◆ TASK GOAL
After finding the line with "238L398 240L397 242L405" in the data below, set down exactly each line through the one with "positive clicks: (267, 38)", inclusive, and stop there.

=-=-=-=-=

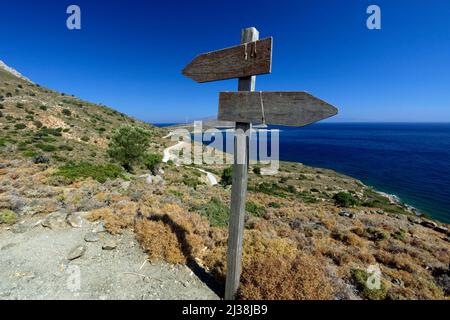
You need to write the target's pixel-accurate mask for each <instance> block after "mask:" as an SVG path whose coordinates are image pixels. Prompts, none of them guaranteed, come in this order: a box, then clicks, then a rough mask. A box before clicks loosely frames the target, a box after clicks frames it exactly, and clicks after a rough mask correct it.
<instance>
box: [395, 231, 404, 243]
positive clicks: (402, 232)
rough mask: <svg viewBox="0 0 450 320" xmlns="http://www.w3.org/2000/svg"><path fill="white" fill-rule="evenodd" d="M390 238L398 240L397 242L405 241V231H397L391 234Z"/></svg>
mask: <svg viewBox="0 0 450 320" xmlns="http://www.w3.org/2000/svg"><path fill="white" fill-rule="evenodd" d="M392 237H393V238H394V239H396V240H399V241H403V242H404V241H405V239H406V234H405V231H404V230H401V229H400V230H398V231H396V232H394V233H393V234H392Z"/></svg>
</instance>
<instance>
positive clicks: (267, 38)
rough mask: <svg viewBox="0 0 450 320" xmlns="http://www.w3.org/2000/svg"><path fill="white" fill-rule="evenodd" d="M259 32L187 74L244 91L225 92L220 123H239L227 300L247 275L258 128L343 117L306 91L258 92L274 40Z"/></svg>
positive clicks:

=-=-=-=-=

◆ RESULT OF THE EXERCISE
rough mask: <svg viewBox="0 0 450 320" xmlns="http://www.w3.org/2000/svg"><path fill="white" fill-rule="evenodd" d="M390 238L398 240L397 242L405 241V231H397L391 234Z"/></svg>
mask: <svg viewBox="0 0 450 320" xmlns="http://www.w3.org/2000/svg"><path fill="white" fill-rule="evenodd" d="M392 237H393V238H394V239H396V240H399V241H403V242H404V241H405V239H406V234H405V231H404V230H401V229H400V230H398V231H396V232H394V233H393V234H392Z"/></svg>
</instance>
<instance>
positive clicks: (267, 38)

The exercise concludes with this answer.